Find each line in the entries below that contains the word "grass", and copy those lines out.

- _RECORDS_:
::::
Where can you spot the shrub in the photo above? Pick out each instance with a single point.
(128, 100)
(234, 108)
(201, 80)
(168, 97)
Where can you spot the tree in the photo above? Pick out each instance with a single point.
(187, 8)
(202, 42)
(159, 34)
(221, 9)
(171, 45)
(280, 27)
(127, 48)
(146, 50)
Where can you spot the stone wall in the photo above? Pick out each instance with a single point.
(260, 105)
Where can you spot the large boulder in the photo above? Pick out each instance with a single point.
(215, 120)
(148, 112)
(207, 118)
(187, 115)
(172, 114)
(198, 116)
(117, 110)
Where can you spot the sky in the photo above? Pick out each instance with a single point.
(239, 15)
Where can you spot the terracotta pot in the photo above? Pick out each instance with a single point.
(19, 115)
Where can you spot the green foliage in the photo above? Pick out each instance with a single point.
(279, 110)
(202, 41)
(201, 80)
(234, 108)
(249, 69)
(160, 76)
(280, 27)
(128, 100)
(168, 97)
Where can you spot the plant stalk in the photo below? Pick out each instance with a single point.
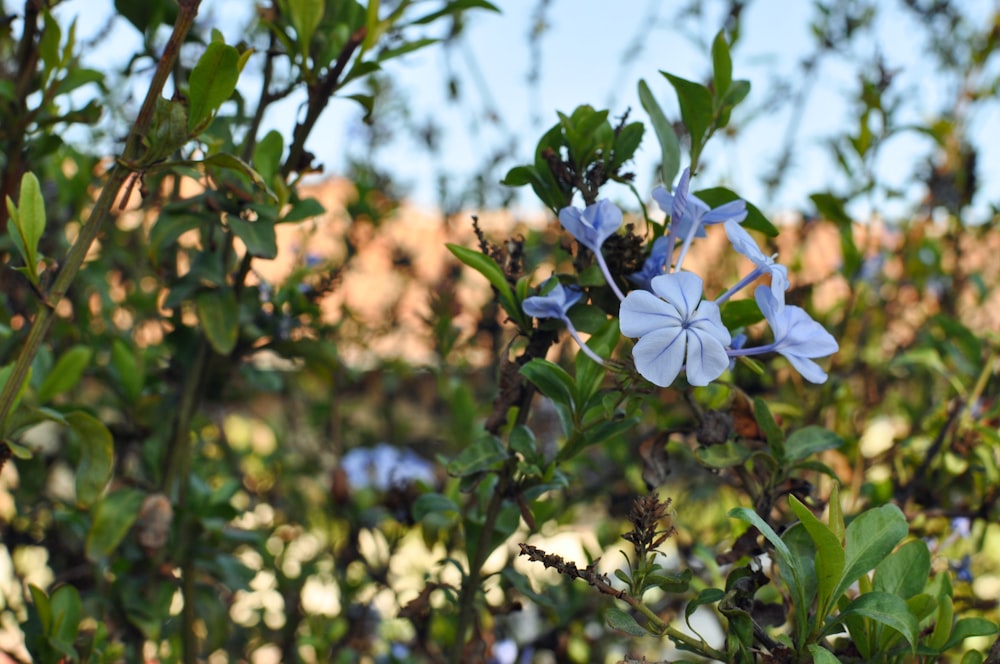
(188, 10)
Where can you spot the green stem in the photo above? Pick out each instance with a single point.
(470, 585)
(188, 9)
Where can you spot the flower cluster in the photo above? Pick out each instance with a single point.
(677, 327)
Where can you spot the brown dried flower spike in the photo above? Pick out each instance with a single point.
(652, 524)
::::
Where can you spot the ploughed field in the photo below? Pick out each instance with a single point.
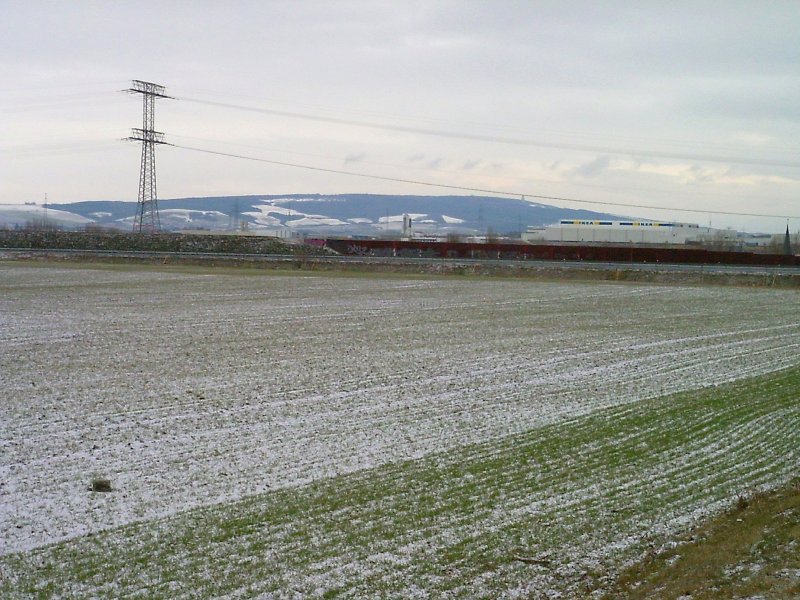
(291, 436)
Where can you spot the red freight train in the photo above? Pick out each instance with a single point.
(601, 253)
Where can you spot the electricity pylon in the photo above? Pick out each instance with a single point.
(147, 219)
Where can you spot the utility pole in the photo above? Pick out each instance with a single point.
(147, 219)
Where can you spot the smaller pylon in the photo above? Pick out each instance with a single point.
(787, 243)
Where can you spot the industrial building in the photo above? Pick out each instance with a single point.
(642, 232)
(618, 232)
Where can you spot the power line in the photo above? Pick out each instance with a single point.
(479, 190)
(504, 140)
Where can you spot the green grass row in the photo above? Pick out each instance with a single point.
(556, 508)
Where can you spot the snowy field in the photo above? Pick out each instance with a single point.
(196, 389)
::::
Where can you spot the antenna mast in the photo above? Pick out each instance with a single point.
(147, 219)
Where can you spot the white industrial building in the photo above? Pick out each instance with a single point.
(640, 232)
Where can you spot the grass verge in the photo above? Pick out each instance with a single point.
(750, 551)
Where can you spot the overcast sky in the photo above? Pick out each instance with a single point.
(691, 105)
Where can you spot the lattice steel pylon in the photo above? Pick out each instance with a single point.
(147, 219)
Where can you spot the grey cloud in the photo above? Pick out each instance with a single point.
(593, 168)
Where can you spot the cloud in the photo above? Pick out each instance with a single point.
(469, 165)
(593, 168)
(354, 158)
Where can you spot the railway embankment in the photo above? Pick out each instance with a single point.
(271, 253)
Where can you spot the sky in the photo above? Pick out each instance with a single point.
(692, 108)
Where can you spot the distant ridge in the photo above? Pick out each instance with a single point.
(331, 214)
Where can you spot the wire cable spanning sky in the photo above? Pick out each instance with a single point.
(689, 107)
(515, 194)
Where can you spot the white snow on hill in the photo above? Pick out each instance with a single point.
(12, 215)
::::
- _SOLUTION FOR THIS TASK_:
Where can you spot the green grass row in the photo above? Pick out each instance with a single point.
Where can you spot the grass verge in the photo above? Pick out each instance with a single point.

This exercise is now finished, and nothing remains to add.